** PROVIDED TEXT **

━━━━━━━━━━━━━━━━

Numerous reports claim that 1.1.1 firmware update disables unlocked devices

By Gregg Keizer
September 27, 2007 12:00 PM ET

Computerworld - The iPhone firmware update released Thursday by Apple Inc. has disabled unlocked iPhones and wiped clean any evidence of unauthorized third-party applications, users and developers reported.

On Monday, Apple warned customers that unlocked iPhones might be crippled, or "bricked," by the new upgrade. From reports posted by bloggers and iPhone owners, as well as at least one group of unlock hackers, it appears the company made good on its promise.

Before the update installs, it displays a security message -- the first time Apple has done this on iPhone upgrades -- that essentially repeats the Monday caution:

"Warning: Apple has discovered that some of the unauthorized unlocking programs available on the Internet may cause irreparable damage to the iPhone's software," the message read. "If you have modified your iPhone's software, applying this software update may result in your iPhone becoming permanently inoperable."

Owners of unlocked iPhones who proceeded with the update have filed somewhat conflicting reports, but the most credible accounts conclude that their devices are incapacitated. Jim Dalrymple, the news director of Computerworld sister publication MacWorld.com, reported that staffer iPhones restarted after the update with the message "Insert an unlocked and valid SIM to activate iPhone." Only the iPhone's ability to make emergency calls remained intact, Dalrymple said.

Other reports, including one filed by the Gizmodo Web site, essentially reached the same conclusion. "The update will work OK in unlocked iPhones, but it will return your iPhone to the activation screen," Gizmodo said. "From there, no activation is possible." Even inserting a legitimate, never-before-used SIM from AT&T does not bring back a post-update unlocked iPhone, concluded Gizmodo. "The phone isn't bricked, but if it can't read a SIM, it can't dial. So it's partially bricked."

━━━━━━━━━━━━━━━━

** DIRECTIVES **
(A) Using the article on the iPhone firmware update, answer these:
(i) On what day did Apple warn customers that the upgrade might cripple unlocked iPhones?
(ii) What message appeared when MacWorld.com staffer iPhones restarted after the update?
(iii) According to Gizmodo, what happens when a legitimate, never-before-used AT&T SIM is inserted into a post-update unlocked iPhone?
(B) Resume the article on the iPhone firmware update after its last sentence and write a few more paragraphs.

** SOURCE MATERIAL **

━━━━━━━━━━━━━━━━

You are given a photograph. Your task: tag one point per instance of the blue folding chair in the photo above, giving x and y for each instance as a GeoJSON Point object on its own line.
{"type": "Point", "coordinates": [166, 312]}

━━━━━━━━━━━━━━━━

** SOLVED PROBLEMS **
(A)
(i) Monday.
(ii) "Insert an unlocked and valid SIM to activate iPhone."
(iii) It does not bring the phone back.

(B)
iPhoneSIMFree, a group of unnamed developers who created the first commercial unlock hack, confirmed the bricking, but also contradicted the Gizmodo account on one crucial point. "If you are using an original activated AT&T SIM, you can activate and use the phone with no issues at all," the group said on its Web site today. "Unfortunately, currently there is no way to jailbreak/reactivate the phone for use with a SIM card other than the original AT&T card."

The 1.1.1 update also disables third-party applications installed on the iPhone using the popular Installer.app hack, numerous users said. Others noted that non-iTunes ring tones, also added to iPhones using end-around software, would not work.

For those who haven't unlocked or modified their iPhones, the 152MB update presented few problems. Among its prosaic components are access to the new iTunes Wi-Fi music store, a fix for the low speakerphone and receiver volume problem many users have reported, and the ability to view e-mail attachments in both portrait and landscape mode. Also included in the update are patches for 10 vulnerabilities, seven of which involve the iPhone's built-in Safari browser.

As of 8 p.m. EDT, the iPhone Dev Team, a group of developers who earlier this week called out Apple, saying that it would come up with a way to salvage any disabled iPhone, had not issued any statement on its Web site or on the Hackint0sh message forum.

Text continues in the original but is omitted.